Passage to read —
----------
MC_rel should give an overview of the overall action taking place in the camera’s field of view and can also be used to detect lighting changes inside the room (e.g. a percentage higher than 50%). MC_cnt reflects the number of independent disturbance areas and helps to counter the effect that moving objects closer to the camera have a bigger influence on MC_rel.

We set up a small pilot study to explore the usefulness of the two different motion complexity indices for estimating an audience’s attention level, and to test the feasibility of this approach in a real-life setting.

4 Pilot Study

In a small pilot study, we used a simplified version of the system described in the previous section, to mainly investigate the plausibility of the motion complexity indices and to see if a background color overlay would cause a noticeable effect. Since the genetic algorithm adaptation loop would have added too much variability, we chose to apply a red background overlay of varying opacity with a maximum value of 20%, depending on the current motion complexity. Red was chosen because of the common signal-meaning of it. This overlay will also result in a lighting change depending on the opacity, which should mainly be recognizable from the visual periphery.

4.1 Method

The system was installed in a lecture room with the camera placed so that it was observing the audience but not covering the lecturer area. During the presentation, text-based and image-based slides were shown, both with and without dynamic overlays. Figure 4 shows the sequence of the lecture slides. The audience was not told in advance that there would be overlays. They were informed however, that they would have to fill out a brief questionnaire after some slides. Each slide was shown for exactly 60 s.
----------
[Records from a data collection]
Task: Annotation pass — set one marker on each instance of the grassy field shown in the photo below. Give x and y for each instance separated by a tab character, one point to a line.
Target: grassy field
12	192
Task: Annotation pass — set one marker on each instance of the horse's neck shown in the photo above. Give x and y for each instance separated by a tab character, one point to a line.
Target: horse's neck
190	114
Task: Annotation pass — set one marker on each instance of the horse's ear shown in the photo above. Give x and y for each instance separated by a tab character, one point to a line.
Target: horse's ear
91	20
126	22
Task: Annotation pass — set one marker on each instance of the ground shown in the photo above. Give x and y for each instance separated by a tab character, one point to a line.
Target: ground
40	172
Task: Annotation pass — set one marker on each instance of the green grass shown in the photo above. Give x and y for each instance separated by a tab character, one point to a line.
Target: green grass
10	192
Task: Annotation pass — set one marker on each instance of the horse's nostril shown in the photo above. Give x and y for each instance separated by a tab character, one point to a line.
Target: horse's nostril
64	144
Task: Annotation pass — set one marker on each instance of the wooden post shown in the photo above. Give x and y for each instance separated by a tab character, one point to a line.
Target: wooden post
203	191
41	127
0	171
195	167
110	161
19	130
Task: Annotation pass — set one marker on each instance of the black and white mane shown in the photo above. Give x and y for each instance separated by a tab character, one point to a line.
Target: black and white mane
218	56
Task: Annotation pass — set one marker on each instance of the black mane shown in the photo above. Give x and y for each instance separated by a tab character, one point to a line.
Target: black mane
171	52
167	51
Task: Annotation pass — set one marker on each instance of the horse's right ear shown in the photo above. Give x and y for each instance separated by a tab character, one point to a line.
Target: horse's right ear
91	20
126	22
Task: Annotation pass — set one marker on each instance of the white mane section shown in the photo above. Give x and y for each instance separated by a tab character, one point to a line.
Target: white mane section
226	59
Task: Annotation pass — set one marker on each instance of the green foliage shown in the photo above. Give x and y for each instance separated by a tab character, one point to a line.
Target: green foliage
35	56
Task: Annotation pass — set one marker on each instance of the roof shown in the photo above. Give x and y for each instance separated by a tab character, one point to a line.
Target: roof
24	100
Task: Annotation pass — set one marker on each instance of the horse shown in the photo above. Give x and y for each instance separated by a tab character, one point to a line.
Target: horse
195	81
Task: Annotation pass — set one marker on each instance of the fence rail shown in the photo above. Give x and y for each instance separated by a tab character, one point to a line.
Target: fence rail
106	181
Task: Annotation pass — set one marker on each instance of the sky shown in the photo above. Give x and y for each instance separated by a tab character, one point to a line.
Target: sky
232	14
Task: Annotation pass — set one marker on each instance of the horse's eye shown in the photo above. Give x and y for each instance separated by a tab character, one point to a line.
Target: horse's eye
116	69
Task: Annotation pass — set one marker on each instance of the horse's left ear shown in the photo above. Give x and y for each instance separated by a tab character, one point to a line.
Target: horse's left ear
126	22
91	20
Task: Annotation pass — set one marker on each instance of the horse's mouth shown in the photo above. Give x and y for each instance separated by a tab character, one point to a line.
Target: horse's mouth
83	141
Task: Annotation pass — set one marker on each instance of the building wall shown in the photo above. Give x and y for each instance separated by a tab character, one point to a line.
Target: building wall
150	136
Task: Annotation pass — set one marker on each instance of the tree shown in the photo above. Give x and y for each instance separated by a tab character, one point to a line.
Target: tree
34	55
----------
Update the passage on motion complexity indices starting at "4 Pilot Study" and ending at "the visual periphery.", putting "evolutionary algorithm" in place of "genetic algorithm".

Reply —
4 Pilot Study

In a small pilot study, we used a simplified version of the system described in the previous section, to mainly investigate the plausibility of the motion complexity indices and to see if a background color overlay would cause a noticeable effect. Since the evolutionary algorithm adaptation loop would have added too much variability, we chose to apply a red background overlay of varying opacity with a maximum value of 20%, depending on the current motion complexity. Red was chosen because of the common signal-meaning of it. This overlay will also result in a lighting change depending on the opacity, which should mainly be recognizable from the visual periphery.